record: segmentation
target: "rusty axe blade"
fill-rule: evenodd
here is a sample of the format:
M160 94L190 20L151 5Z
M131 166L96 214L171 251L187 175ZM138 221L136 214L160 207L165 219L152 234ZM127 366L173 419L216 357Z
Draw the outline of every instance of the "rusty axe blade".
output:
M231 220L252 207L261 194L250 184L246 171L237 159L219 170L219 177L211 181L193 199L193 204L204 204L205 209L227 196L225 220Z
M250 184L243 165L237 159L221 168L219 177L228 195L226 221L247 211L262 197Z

● **Work instructions**:
Beginning at the line that contains "Draw the outline", retype each line of the listing up to and including the last one, exactly as it stands, and nothing else.

● **Solution**:
Draw the outline of every instance of the "rusty axe blade".
output:
M231 220L252 207L261 194L250 184L246 171L237 159L219 170L219 177L211 181L193 199L193 204L204 204L205 209L227 196L225 220Z
M250 184L243 165L237 159L221 168L219 177L228 195L226 221L247 211L262 197Z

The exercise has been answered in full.